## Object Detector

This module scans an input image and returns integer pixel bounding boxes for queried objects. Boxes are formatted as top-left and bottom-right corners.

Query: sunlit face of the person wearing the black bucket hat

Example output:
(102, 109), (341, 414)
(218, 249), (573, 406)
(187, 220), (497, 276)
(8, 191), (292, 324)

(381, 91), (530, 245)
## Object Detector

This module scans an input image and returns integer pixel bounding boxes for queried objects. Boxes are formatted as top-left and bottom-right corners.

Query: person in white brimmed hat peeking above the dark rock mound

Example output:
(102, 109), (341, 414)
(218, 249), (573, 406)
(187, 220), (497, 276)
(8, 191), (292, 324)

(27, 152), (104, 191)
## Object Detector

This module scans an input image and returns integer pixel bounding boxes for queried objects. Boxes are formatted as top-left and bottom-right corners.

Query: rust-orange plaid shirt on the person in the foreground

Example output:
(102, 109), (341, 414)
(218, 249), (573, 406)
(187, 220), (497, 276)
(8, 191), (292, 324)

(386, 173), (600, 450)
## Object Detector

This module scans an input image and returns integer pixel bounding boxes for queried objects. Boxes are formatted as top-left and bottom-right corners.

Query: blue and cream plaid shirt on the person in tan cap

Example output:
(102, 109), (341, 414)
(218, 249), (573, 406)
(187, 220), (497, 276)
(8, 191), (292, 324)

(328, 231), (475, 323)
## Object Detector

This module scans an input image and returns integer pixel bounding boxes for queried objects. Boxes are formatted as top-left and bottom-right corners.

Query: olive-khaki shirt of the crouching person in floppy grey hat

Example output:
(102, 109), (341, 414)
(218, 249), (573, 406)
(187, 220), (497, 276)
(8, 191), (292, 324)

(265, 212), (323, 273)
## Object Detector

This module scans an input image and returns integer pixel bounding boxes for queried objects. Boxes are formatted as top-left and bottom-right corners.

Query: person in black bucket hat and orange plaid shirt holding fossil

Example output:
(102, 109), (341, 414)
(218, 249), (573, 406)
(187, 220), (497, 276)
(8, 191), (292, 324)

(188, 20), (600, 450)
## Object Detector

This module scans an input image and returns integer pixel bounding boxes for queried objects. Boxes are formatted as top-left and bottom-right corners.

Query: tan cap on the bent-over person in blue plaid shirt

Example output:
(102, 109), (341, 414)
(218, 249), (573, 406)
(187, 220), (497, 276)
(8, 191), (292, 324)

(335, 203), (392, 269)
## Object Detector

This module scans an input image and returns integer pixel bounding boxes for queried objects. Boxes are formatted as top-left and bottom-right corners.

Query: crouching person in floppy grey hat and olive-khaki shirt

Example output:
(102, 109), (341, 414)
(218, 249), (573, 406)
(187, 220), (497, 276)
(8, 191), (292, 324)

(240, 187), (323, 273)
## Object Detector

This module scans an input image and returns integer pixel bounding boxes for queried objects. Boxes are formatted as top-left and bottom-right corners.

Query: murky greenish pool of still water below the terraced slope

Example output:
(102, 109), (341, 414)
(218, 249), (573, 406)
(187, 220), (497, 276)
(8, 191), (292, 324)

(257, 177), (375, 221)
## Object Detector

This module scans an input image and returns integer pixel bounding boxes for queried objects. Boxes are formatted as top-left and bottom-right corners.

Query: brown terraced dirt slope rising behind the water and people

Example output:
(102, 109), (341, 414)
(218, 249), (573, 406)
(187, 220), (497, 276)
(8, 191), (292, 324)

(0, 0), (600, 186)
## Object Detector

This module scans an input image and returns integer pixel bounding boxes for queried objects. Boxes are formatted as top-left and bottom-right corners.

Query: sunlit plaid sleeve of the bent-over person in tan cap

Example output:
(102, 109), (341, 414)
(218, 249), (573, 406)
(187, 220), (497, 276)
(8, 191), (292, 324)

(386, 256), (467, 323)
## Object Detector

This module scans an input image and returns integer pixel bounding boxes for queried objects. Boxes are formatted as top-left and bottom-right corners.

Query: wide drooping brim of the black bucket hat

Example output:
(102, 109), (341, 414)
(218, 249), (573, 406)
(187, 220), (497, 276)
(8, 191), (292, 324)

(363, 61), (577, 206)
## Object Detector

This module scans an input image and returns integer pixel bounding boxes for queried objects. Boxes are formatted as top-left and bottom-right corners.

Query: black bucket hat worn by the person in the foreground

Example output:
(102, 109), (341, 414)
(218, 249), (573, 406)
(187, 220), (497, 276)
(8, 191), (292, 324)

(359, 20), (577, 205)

_ _ _

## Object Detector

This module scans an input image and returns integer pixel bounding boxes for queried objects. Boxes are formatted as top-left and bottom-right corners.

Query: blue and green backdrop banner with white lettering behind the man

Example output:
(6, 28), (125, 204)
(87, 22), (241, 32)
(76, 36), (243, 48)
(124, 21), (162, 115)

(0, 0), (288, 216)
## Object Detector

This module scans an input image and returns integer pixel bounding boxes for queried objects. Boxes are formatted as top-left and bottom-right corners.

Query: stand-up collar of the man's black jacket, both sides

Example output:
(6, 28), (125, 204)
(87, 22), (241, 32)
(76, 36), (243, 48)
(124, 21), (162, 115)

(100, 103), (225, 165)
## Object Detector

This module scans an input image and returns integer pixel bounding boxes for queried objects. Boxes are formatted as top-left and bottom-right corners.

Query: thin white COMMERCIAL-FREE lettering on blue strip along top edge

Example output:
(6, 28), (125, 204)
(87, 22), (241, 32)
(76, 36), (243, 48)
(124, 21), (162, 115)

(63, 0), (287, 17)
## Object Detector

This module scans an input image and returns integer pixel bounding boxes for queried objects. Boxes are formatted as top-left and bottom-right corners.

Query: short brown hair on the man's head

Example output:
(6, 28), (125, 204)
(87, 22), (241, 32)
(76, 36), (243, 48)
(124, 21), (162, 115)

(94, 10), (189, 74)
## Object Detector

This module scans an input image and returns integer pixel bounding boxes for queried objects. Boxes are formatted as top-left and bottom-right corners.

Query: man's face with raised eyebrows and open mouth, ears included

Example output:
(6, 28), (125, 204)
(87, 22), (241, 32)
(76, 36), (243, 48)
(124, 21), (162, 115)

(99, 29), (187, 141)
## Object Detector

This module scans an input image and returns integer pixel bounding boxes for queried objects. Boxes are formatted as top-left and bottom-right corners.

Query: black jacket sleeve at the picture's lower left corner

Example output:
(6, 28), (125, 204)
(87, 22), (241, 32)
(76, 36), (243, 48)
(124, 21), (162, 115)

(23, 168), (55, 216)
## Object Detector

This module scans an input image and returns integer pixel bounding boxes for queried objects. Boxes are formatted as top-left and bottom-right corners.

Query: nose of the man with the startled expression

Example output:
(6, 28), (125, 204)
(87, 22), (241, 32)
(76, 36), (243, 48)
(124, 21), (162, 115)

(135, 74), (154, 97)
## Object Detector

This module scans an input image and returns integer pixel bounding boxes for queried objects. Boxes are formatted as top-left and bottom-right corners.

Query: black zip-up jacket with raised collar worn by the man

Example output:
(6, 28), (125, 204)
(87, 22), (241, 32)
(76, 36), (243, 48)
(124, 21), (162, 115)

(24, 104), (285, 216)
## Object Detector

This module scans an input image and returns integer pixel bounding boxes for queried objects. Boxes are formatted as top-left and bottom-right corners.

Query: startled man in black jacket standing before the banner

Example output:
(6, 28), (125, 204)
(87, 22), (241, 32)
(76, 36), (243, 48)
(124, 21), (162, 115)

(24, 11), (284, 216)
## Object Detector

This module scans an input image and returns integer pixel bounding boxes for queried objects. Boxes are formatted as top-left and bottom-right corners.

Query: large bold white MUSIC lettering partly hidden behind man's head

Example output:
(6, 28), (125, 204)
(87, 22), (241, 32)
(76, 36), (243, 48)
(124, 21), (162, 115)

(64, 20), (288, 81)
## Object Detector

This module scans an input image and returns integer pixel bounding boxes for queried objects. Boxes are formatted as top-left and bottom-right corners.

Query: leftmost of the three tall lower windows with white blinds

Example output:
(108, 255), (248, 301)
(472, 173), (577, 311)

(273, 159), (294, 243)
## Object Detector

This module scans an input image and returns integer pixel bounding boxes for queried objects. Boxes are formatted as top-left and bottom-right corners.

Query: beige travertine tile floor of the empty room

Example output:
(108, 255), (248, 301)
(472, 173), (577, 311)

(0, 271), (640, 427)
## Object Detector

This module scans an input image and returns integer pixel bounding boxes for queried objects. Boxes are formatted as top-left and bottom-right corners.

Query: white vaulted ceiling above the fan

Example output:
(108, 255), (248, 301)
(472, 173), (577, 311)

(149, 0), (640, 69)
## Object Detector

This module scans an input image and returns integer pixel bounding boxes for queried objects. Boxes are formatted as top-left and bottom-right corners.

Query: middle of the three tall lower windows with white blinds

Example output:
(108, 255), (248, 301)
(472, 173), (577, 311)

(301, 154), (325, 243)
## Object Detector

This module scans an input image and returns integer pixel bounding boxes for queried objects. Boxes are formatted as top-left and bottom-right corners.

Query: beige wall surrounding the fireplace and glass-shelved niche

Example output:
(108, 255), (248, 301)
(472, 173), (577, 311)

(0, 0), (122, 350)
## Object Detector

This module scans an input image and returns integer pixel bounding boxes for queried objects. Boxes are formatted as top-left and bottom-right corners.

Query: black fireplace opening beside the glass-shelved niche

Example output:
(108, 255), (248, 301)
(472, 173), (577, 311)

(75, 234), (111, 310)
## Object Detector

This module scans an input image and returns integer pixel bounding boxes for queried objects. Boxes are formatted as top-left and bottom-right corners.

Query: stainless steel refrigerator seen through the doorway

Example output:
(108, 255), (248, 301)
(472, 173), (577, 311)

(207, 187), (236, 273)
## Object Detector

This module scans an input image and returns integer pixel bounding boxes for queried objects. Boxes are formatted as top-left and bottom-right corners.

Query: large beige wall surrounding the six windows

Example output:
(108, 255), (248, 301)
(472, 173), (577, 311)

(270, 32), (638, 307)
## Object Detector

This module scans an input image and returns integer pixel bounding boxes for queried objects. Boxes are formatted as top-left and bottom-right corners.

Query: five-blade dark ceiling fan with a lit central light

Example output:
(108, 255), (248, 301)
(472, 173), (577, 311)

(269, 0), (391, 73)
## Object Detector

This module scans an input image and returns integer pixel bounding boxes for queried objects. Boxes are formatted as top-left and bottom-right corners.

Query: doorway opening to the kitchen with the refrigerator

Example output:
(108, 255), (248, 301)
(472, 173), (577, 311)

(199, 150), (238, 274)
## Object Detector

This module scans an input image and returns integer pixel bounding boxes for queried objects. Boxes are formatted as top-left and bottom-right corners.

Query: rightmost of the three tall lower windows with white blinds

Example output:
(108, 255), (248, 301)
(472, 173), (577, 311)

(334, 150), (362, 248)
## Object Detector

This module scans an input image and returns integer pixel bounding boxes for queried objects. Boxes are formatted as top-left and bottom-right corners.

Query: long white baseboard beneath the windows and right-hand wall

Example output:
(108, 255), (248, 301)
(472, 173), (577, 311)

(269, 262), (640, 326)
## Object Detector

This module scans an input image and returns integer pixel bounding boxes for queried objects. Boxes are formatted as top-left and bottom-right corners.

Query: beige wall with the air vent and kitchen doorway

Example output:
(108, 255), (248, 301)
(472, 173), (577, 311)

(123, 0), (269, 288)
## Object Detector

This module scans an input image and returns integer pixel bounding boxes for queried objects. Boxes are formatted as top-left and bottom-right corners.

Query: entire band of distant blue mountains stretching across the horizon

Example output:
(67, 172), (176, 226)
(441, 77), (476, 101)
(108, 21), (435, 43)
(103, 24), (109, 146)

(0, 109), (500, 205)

_ _ _

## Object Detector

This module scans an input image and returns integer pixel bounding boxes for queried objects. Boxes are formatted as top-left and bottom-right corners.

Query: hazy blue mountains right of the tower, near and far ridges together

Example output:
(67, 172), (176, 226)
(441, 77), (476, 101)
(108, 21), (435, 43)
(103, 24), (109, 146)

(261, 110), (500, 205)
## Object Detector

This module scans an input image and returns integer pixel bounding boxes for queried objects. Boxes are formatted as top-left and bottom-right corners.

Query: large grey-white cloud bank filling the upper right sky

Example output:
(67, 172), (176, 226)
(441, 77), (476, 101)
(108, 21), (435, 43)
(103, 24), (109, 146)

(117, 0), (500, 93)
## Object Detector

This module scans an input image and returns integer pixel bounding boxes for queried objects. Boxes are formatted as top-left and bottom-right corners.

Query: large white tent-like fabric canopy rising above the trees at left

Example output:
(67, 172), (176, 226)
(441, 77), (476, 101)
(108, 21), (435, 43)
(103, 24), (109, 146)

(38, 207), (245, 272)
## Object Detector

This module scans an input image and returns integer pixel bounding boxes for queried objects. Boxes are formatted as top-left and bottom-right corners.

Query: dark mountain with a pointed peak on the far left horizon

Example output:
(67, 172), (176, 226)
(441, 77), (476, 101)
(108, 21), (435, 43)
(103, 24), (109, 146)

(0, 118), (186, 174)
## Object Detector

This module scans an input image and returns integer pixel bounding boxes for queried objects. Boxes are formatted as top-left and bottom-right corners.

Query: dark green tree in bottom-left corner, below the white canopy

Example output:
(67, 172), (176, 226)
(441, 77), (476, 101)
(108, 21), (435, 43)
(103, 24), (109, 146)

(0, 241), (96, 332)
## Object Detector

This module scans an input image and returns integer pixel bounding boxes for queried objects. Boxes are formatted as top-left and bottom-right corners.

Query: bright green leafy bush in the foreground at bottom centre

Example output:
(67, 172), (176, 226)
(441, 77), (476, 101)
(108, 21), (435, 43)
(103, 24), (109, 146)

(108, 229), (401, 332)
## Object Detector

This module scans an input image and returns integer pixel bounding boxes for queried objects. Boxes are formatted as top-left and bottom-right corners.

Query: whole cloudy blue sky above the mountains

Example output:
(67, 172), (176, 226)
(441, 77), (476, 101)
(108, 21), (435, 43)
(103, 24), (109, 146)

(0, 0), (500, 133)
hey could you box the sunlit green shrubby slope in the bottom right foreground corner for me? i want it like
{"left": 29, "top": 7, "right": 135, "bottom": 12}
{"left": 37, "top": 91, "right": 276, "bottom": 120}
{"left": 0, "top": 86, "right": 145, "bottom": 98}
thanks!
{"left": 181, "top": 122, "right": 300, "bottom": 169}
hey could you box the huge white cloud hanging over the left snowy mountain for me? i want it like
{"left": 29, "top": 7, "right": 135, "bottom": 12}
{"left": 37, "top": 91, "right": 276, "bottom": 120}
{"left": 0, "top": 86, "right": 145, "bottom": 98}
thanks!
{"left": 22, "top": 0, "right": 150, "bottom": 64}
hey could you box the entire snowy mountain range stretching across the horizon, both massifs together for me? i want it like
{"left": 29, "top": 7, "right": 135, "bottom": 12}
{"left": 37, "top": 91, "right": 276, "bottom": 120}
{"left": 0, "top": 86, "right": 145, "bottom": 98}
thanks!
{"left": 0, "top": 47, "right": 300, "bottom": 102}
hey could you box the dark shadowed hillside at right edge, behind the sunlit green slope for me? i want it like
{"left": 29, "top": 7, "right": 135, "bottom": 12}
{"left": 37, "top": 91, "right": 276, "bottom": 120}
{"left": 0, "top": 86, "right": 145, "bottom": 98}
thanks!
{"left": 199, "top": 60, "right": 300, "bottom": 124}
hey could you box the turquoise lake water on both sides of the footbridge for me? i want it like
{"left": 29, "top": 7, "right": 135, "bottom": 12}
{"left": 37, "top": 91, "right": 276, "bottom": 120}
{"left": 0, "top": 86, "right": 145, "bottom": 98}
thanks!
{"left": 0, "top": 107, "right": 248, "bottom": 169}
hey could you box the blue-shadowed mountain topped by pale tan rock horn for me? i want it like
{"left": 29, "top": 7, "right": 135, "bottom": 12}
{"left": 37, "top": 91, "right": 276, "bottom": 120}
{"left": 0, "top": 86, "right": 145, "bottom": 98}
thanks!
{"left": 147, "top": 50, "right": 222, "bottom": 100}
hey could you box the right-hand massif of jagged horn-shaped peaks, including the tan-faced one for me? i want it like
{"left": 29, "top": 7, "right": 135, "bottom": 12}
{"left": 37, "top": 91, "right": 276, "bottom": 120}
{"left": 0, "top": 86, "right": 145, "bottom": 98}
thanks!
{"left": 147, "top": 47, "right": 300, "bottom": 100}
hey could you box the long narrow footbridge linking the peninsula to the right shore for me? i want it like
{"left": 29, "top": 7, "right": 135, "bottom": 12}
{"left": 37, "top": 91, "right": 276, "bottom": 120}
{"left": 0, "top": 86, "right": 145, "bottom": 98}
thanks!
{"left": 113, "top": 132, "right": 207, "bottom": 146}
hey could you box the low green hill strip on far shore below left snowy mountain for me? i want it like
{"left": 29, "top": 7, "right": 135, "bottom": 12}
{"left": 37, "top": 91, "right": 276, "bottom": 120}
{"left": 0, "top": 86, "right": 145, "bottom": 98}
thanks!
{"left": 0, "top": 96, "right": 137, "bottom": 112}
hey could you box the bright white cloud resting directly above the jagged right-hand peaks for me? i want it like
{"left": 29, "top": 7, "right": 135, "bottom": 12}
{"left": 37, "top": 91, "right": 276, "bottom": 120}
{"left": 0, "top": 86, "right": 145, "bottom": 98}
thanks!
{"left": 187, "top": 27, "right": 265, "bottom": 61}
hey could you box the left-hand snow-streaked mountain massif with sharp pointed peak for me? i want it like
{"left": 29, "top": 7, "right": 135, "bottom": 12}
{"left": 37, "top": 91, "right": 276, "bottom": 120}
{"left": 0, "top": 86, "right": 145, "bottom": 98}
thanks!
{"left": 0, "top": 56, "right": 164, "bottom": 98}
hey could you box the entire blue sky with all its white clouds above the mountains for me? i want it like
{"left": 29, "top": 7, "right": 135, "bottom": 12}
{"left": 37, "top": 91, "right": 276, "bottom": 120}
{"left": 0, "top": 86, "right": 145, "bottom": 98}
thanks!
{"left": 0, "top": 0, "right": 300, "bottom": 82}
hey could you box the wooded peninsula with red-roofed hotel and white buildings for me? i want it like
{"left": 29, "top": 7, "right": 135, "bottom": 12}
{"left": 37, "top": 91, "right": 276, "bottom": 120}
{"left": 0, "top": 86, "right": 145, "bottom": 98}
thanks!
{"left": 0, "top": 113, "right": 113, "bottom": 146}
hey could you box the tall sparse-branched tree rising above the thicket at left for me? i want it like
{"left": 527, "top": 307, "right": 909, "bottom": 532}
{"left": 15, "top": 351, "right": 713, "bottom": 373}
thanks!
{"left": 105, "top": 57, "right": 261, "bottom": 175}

_ _ _

WORK REQUEST
Which lines of the listing include the string "terraced"? Pull them out.

WRITTEN ANSWER
Query: murky greenish pool of still water below the terraced slope
Query: brown terraced dirt slope rising behind the water and people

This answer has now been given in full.